◆ WHAT YOU NEED TO DO ◆
Whenever a line of the entries below holds the string "laughing", copy that line and return it.

ENTRIES SUPPLIED Start Marker

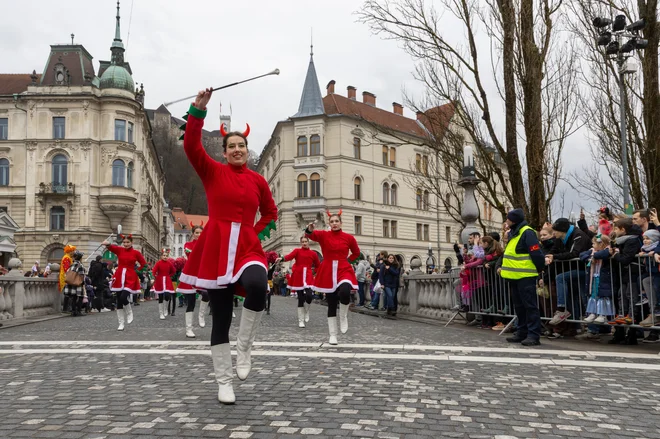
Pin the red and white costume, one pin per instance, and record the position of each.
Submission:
(163, 272)
(301, 272)
(183, 287)
(229, 242)
(335, 268)
(126, 277)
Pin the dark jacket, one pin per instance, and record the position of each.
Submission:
(389, 277)
(527, 244)
(629, 247)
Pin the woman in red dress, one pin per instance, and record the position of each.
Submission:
(228, 254)
(191, 292)
(301, 277)
(163, 271)
(335, 275)
(125, 281)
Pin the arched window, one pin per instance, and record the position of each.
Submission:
(302, 186)
(60, 163)
(302, 146)
(57, 218)
(129, 174)
(315, 185)
(315, 145)
(4, 172)
(386, 193)
(55, 256)
(118, 173)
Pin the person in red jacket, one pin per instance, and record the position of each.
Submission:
(335, 275)
(228, 254)
(301, 277)
(191, 292)
(163, 271)
(125, 281)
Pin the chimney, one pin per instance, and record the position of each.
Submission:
(330, 87)
(369, 98)
(351, 92)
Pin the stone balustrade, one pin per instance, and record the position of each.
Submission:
(22, 297)
(429, 295)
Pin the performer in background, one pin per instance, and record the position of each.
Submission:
(189, 291)
(301, 277)
(228, 256)
(163, 271)
(335, 275)
(125, 281)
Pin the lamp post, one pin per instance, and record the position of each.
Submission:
(469, 182)
(611, 36)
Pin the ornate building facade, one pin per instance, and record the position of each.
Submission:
(76, 156)
(337, 153)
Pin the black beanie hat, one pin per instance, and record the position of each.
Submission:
(561, 225)
(516, 216)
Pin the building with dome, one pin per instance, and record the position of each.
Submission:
(76, 156)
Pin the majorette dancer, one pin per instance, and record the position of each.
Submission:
(126, 281)
(228, 256)
(301, 277)
(335, 275)
(190, 291)
(163, 271)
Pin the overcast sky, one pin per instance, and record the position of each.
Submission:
(176, 48)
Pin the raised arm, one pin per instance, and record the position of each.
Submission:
(267, 209)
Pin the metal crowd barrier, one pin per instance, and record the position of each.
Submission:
(634, 292)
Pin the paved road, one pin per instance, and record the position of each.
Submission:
(80, 378)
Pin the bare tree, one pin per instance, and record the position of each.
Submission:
(534, 74)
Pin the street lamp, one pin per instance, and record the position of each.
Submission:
(611, 36)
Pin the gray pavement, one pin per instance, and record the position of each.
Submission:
(81, 378)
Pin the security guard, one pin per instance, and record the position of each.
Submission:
(522, 262)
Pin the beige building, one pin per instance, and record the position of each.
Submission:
(338, 152)
(76, 156)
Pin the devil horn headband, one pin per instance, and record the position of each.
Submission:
(224, 133)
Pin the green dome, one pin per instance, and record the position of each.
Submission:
(117, 77)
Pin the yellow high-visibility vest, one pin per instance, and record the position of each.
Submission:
(517, 265)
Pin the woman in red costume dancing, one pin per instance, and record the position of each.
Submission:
(335, 275)
(191, 292)
(163, 271)
(126, 281)
(228, 254)
(301, 277)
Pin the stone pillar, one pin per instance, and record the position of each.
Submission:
(469, 182)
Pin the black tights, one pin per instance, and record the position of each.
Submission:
(191, 299)
(254, 281)
(122, 298)
(305, 295)
(342, 294)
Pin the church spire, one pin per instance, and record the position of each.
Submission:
(311, 101)
(117, 47)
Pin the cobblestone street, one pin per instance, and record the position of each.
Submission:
(81, 378)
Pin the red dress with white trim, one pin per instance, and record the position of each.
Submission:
(163, 272)
(126, 277)
(301, 273)
(230, 240)
(183, 287)
(335, 268)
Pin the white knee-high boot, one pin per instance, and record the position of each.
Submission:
(221, 354)
(247, 332)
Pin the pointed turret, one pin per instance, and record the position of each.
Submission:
(311, 101)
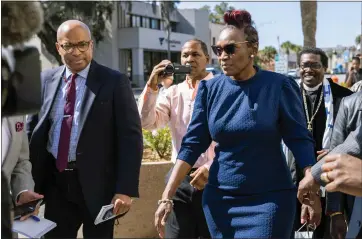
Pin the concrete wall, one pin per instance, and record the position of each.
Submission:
(139, 222)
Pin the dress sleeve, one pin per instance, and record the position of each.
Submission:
(293, 125)
(197, 138)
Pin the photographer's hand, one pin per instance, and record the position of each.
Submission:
(26, 197)
(155, 77)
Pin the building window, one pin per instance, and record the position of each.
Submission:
(136, 21)
(129, 64)
(155, 24)
(173, 26)
(145, 22)
(127, 21)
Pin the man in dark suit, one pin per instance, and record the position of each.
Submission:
(86, 143)
(343, 170)
(321, 98)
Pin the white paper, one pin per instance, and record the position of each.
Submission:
(106, 213)
(33, 229)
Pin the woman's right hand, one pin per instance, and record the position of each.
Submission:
(155, 77)
(161, 215)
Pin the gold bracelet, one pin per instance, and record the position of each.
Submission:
(165, 201)
(335, 214)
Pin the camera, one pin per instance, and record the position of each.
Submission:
(177, 69)
(20, 81)
(20, 64)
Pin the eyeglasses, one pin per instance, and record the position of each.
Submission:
(311, 65)
(228, 48)
(81, 46)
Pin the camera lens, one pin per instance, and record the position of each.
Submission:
(169, 69)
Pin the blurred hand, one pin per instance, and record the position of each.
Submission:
(161, 215)
(155, 77)
(344, 173)
(312, 214)
(122, 203)
(338, 227)
(307, 187)
(26, 197)
(200, 178)
(321, 154)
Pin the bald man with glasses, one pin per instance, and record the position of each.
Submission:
(86, 143)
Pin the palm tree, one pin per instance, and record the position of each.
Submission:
(167, 8)
(330, 57)
(309, 22)
(297, 48)
(287, 47)
(269, 53)
(358, 40)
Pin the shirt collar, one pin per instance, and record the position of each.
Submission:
(208, 77)
(83, 73)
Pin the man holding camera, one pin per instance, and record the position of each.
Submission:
(174, 107)
(355, 73)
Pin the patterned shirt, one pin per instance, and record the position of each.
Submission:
(57, 112)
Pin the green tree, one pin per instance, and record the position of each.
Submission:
(287, 47)
(217, 14)
(219, 11)
(309, 22)
(94, 14)
(167, 8)
(296, 48)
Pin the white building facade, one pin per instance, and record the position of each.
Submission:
(138, 40)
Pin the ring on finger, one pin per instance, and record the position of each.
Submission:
(325, 178)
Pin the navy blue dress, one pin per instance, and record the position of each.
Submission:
(250, 192)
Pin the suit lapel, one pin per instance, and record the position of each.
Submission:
(50, 89)
(7, 136)
(93, 85)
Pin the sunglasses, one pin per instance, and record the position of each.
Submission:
(228, 48)
(82, 46)
(311, 65)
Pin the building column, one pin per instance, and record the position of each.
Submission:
(114, 27)
(137, 67)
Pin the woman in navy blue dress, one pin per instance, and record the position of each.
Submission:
(248, 112)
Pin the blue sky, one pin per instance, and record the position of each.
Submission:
(338, 23)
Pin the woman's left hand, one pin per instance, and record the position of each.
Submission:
(161, 215)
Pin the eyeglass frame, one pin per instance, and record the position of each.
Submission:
(228, 44)
(75, 45)
(312, 68)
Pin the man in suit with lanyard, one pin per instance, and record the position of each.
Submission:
(321, 99)
(341, 171)
(86, 143)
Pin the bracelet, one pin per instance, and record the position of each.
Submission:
(166, 201)
(335, 214)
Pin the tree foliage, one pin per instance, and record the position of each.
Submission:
(94, 14)
(217, 14)
(288, 47)
(159, 141)
(358, 40)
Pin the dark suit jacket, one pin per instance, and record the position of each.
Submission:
(110, 145)
(346, 139)
(338, 92)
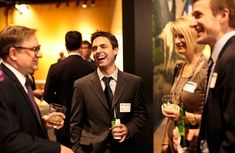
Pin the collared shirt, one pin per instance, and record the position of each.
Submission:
(18, 75)
(112, 83)
(215, 54)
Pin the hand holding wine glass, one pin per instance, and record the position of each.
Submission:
(170, 106)
(55, 118)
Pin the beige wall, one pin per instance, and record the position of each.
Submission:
(52, 24)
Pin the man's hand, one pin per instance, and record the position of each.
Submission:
(64, 149)
(120, 130)
(54, 120)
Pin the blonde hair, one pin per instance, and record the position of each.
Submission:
(182, 26)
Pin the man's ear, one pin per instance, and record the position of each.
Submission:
(12, 53)
(115, 51)
(224, 15)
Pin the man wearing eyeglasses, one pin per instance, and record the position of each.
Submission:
(22, 128)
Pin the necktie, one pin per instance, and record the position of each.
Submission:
(31, 97)
(107, 91)
(210, 65)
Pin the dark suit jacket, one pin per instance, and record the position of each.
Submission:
(91, 115)
(21, 131)
(59, 84)
(219, 112)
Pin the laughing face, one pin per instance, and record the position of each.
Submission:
(180, 43)
(205, 23)
(103, 53)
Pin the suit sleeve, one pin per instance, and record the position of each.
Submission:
(13, 139)
(76, 121)
(139, 115)
(228, 106)
(50, 90)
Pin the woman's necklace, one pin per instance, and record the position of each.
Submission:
(188, 77)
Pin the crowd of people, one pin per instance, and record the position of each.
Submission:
(105, 107)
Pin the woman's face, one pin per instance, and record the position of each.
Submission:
(180, 43)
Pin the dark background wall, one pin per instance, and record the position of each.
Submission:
(137, 53)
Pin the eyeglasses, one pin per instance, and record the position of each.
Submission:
(33, 49)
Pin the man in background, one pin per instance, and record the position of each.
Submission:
(215, 25)
(105, 97)
(22, 128)
(60, 79)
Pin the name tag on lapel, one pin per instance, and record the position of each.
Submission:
(190, 86)
(213, 80)
(125, 107)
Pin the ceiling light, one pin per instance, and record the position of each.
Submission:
(22, 8)
(84, 4)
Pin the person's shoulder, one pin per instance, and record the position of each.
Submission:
(86, 78)
(129, 76)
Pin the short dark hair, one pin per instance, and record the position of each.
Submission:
(73, 40)
(12, 36)
(87, 43)
(110, 36)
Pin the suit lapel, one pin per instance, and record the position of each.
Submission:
(97, 89)
(120, 87)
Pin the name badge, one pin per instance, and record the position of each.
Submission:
(190, 86)
(213, 80)
(125, 107)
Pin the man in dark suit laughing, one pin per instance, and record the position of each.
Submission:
(103, 98)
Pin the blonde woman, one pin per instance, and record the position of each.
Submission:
(189, 83)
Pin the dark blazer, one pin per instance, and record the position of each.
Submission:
(21, 131)
(218, 115)
(59, 84)
(91, 115)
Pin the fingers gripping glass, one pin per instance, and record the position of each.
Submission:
(33, 49)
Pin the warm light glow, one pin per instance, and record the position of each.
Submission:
(22, 8)
(84, 4)
(207, 51)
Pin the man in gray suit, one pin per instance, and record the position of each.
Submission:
(96, 104)
(22, 128)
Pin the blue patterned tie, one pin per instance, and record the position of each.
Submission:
(107, 91)
(31, 97)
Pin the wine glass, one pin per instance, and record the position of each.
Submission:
(56, 119)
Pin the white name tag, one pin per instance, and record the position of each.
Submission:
(190, 86)
(213, 80)
(125, 107)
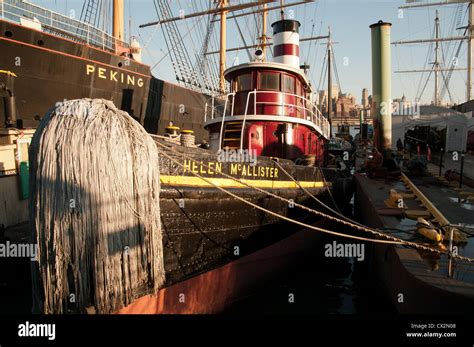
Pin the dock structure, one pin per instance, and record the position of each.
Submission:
(419, 282)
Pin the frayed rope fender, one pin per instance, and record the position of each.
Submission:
(94, 209)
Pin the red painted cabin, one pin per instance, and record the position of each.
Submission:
(269, 108)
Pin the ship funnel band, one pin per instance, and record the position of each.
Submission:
(286, 42)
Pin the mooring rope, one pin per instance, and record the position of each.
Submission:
(94, 207)
(390, 239)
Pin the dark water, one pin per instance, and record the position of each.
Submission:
(322, 286)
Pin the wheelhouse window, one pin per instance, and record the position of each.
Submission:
(243, 82)
(269, 81)
(288, 84)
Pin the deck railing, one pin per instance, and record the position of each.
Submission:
(307, 111)
(58, 24)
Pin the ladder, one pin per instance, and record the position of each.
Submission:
(232, 135)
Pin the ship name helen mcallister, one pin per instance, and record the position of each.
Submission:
(114, 76)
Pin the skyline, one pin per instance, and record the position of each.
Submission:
(349, 21)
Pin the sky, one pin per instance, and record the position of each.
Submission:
(349, 21)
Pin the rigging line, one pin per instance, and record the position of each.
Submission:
(310, 43)
(323, 72)
(447, 87)
(313, 71)
(167, 46)
(275, 214)
(455, 55)
(426, 83)
(335, 69)
(243, 39)
(188, 28)
(428, 56)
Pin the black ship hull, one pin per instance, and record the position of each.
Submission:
(50, 69)
(216, 248)
(204, 227)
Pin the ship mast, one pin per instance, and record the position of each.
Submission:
(436, 62)
(118, 29)
(329, 53)
(222, 46)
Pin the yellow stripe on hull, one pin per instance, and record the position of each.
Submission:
(230, 183)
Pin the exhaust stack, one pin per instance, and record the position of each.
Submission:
(286, 42)
(381, 107)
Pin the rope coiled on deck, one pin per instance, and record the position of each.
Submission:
(94, 209)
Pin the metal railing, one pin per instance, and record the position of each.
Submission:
(57, 24)
(307, 111)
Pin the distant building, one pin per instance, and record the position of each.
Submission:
(365, 97)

ENTRIES SUPPLIED End Marker

◆ ANSWER SPACE ◆
Pin the laughing face, one pin per instance, and record the position of each.
Pin the man in dark suit laughing, one pin per instance, and record the position of each.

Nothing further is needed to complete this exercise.